• [Work to do] Could you collect every line of the listing below that contains the word "black" and copy each one?

Coordinate annotation records:
----

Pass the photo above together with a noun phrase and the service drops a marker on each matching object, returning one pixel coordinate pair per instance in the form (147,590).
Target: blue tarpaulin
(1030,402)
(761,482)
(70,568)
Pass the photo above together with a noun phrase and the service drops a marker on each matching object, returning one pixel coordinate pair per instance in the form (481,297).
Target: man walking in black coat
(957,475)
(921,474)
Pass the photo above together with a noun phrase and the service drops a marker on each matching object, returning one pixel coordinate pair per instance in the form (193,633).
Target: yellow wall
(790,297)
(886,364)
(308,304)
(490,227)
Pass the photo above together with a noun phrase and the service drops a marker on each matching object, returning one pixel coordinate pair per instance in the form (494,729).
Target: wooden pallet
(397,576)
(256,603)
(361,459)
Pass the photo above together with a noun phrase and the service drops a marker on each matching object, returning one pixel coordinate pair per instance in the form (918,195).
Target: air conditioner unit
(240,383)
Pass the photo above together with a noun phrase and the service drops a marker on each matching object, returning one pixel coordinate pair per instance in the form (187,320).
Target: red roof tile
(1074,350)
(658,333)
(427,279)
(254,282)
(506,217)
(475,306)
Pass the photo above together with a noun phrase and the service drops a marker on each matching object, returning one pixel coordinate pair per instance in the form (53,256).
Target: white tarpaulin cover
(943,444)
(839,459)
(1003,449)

----

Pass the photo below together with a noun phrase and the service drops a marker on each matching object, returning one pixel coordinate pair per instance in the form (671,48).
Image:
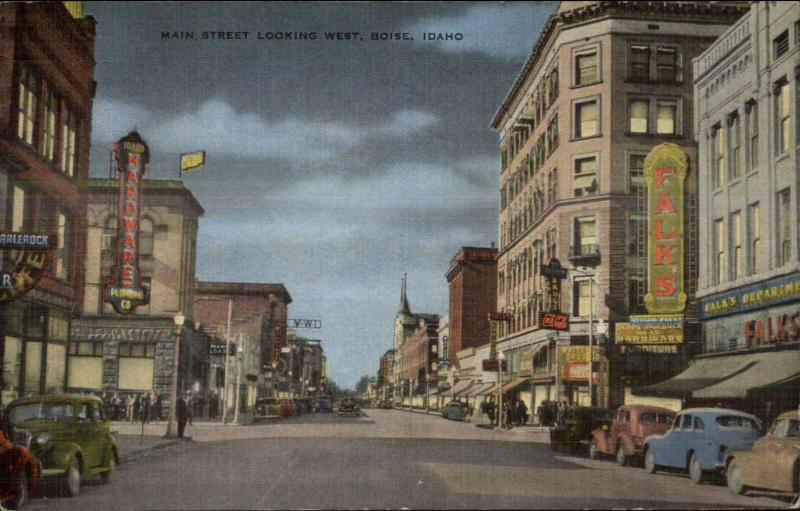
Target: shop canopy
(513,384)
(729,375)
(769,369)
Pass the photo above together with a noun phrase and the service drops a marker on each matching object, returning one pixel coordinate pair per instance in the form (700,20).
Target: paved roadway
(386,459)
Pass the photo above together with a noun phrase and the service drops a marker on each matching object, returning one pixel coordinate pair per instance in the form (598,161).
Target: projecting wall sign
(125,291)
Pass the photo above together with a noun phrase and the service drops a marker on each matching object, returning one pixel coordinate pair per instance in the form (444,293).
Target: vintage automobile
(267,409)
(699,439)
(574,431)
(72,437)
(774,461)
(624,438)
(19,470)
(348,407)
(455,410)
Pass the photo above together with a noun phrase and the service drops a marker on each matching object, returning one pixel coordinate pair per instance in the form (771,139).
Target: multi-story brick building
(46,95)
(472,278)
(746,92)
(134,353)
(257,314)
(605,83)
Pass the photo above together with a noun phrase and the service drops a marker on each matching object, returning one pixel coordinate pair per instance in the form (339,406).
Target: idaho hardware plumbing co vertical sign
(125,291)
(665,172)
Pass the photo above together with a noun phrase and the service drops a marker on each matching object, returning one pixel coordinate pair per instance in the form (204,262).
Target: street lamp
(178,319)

----

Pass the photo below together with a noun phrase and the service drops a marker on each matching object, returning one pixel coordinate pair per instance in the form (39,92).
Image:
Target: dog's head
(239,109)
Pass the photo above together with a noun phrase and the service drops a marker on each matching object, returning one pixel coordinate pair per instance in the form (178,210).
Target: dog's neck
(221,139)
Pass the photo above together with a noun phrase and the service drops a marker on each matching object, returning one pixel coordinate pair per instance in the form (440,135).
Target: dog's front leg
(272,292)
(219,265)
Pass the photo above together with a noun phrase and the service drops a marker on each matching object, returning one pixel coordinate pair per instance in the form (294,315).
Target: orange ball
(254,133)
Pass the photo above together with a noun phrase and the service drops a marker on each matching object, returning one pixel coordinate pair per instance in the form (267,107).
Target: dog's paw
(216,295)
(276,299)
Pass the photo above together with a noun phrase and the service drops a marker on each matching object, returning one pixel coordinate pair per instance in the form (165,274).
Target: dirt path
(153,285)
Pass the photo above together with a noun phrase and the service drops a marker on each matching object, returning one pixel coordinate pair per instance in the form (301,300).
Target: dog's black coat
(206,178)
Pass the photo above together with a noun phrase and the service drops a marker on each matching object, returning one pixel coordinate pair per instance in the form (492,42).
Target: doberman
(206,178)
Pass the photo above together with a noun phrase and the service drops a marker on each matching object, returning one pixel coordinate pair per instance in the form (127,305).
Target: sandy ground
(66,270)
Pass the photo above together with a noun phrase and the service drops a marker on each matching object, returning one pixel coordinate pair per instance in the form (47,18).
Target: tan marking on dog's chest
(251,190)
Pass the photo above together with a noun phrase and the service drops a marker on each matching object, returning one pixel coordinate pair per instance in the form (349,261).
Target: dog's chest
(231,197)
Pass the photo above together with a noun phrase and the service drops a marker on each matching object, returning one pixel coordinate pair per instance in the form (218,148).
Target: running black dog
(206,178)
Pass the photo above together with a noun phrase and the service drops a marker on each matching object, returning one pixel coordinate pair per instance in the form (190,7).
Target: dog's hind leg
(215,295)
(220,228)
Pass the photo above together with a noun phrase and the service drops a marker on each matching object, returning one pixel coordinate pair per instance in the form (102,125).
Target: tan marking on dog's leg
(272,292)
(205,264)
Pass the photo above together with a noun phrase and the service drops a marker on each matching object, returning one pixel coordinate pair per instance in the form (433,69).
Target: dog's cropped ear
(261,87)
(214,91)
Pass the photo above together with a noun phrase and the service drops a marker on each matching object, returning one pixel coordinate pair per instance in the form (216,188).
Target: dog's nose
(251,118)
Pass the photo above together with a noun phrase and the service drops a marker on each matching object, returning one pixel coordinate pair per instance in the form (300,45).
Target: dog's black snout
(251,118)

----

• [Solution to this problem]
Target: man walking in black coat
Target: dog's black coat
Target: running black dog
Target: dog's black snout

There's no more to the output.